▸ Given data
%%
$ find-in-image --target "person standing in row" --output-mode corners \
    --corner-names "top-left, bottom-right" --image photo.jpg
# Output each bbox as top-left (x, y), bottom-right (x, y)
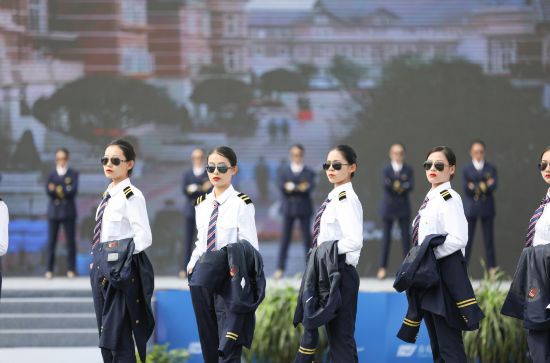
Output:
top-left (273, 144), bottom-right (315, 279)
top-left (462, 140), bottom-right (497, 276)
top-left (187, 146), bottom-right (259, 363)
top-left (45, 148), bottom-right (78, 279)
top-left (179, 148), bottom-right (212, 278)
top-left (376, 144), bottom-right (414, 279)
top-left (90, 140), bottom-right (154, 363)
top-left (302, 145), bottom-right (363, 363)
%%
▸ Exercise requirements
Render the lines of the records above as a JSON list of strings, one string per line, leaving out blank lines and the picture.

▸ Task output
[
  "$ find-in-image --target \"person standing in row\" --output-mode corners \\",
  "    --corner-names \"top-left, bottom-right\" --image photo.jpg",
  "# Output each bbox as top-left (x, y), bottom-right (x, y)",
  "Output:",
  "top-left (273, 144), bottom-right (315, 279)",
  "top-left (462, 140), bottom-right (497, 276)",
  "top-left (187, 146), bottom-right (259, 363)",
  "top-left (45, 148), bottom-right (78, 279)",
  "top-left (179, 148), bottom-right (212, 278)",
  "top-left (376, 144), bottom-right (414, 279)",
  "top-left (90, 140), bottom-right (154, 363)",
  "top-left (302, 145), bottom-right (363, 363)"
]